DAFTAR TUGAS =>
• 1. Dalam berita tentang vonis bebas mantan direktur Bank Swadesi, siapa yang melaporkan perkara tersebut?
• 2. Ulangi kata demi kata bagian berita vonis bebas mantan direktur Bank Swadesi, semuanya dari "Untuk dapat dikategorikan sebagai suatu" sampai ke "sebagai peraturan perundang-undangan.".
• 3. Teruskan berita tentang vonis bebas mantan direktur Bank Swadesi, mulai setelah kalimat terakhirnya.

DOKUMEN SUMBER =>
Hakim Vonis Bebas Eks Direktur Bank Swadesi
loading...
A
A
A
JAKARTA - Pengadilan Negeri Jakarta Pusat membebaskan mantan Direktur Bank Swadesi, Ningsih Suciati. Dia dibebaskan dari segala dakwaan dan tuntutan jaksa penuntut umum (JPU) dalam perkara dugaan tindak pidana perbankan dalam pemberian fasilitas kredit sebagaimana dilaporkan Direktur PT Ratu Kharisma, Rita Kishore.
"Tidak terbukti secara sah dan meyakinkan melakukan tindak pidana sebagaimana didakwakan kepadanya. Membebaskan terdakwa dari segala dakwaan," ujar Ketua Majelis Hakim M Sainal, dan dua hakim anggota, Ignatius Eko dan Kadarisman, Senin (6/12/2020) .
Mengutip kesaksian pakar hukum perbankan, Yunus Husen yang dihadirkan sebagai saksi ahli dalam perkara tersebut, majelis hakim dalam pertimbangannya sependapat dengan saksi ahli bahwa pelanggaran standar operasional prosedur (SOP) dalam pemberian fasilitas kredit yang dilakukan terdakwa, sebagaimana didakwakan JPU, bukanlah ranah pidana.
Untuk dapat dikategorikan sebagai suatu peraturan perundang-undangan, Undang-Undang Nomor 12 Tahun 2011 menentukan bahwa terdapat empat unsur yang harus dipenuhi oleh suatu peraturan untuk dapat dikategorikan sebagai peraturan perundang-undangan.
Unsur-unsur tersebut adalah peraturan tersebut harus tertulis dan memuat norma hukum yang mengikat secara umum, dibuat oleh lembaga negara atau pejabat yang berwenang, dibentuk melalui prosedur yang ditetapkan dalam peraturan perundang-undangan, dan harus diundangkan dengan menempatkannya pada salah satu tempat pengumuman seperti Lembar Negara, Tambahan Lembar Negara dan lain sebagainya.
Dengan demikian kata hakim jelas bahwa SOP tidaklah memenuhi kriteria suatu perundang-undangan. ( )

Contoh pelabelan titik:
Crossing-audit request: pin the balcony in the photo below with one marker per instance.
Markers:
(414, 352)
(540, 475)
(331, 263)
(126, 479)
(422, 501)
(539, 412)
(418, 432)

JAWABAN =>
• 1. Direktur PT Ratu Kharisma, Rita Kishore.

• 2.
Untuk dapat dikategorikan sebagai suatu peraturan perundang-undangan, Undang-Undang Nomor 12 Tahun 2011 menentukan bahwa terdapat empat unsur yang harus dipenuhi oleh suatu peraturan untuk dapat dikategorikan sebagai peraturan perundang-undangan.

• 3.
Hakim memandang untuk lebih memahami praktik penerapan Pasal 49 Ayat 2 huruf b, dapat diperhatikan beberapa putusan yang menerapkan ketentuan tersebut dengan benar seperti dalam Putusan Pengadilan Negeri Jakarta Barat Nomor 001/PID/B/1998/PN.JKT.BAR, 13 April 1998 dengan terpidana Ahmad Febby Fadhillah, Komisaris Bank Citra dan Chandra W Direktur Bank Citra yang dijatuhi pidana tiga bulan dan denda empat puluh juta rupiah karena tidak melakukan langkah-langkah yang diminta secara tertulis oleh Bank Indonesia sebagai pengawas dan pembina bank melalui empat surat pada tahun 1997 untuk memperbaiki pelanggaran yang terjadi seperti membeli obligasi atas nama bank, tetapi tidak tercatat pada pembukuan bank.
Begitu pula putusan nomor 22/Pid.Sus/2018/PN WNO dan dikuatkan oleh putusan nomor 51/Pid.Sus/2018/PT YYK. Dalam perkara ini majelis hakim menjelaskan bahwa pelanggaran SOP saja tidak cukup untuk memenuhi ketentuan pidana dalam Pasal 49 Ayat 2 huruf b.
Majelis hakim menekankan yang dimaksud dengan tidak melaksanakan langkah-langkah yang diperlukan untuk memastikan ketaatan bank terhadap ketentuan dalam undang-undang ini artinya bank tidak melaksanakan hal-hal yang telah diperintahkan oleh Bank Indonesia (saat ini OJK) kepada bank tersebut. ( )
Menyikapi putusan tersebut, Fransisca Romana, penasihat Hukum Ningsih Suciati menyatakan menghormati putusan Majelis Hakim yang telah memutus sesuai ketentuan hukum yang berlaku dan menunggu sikap Jaksa Penuntut Umum atas putusan tersebut.
Sebelumnya, pakar hukum perbankan Yunus Husein dalam kesaksiannya sebagai ahli di persidangan perkara twrsebut menyatakan pelanggaran SOP bank tak masuk ranah pidana. Pernyataan itu dia sampaikan saat menjadi saksi ahli dalam sidang kasus dugaan tindak pidana perbankan dengan terdakwa mantan direksi Bank Swadesi, Ningsih Suciati.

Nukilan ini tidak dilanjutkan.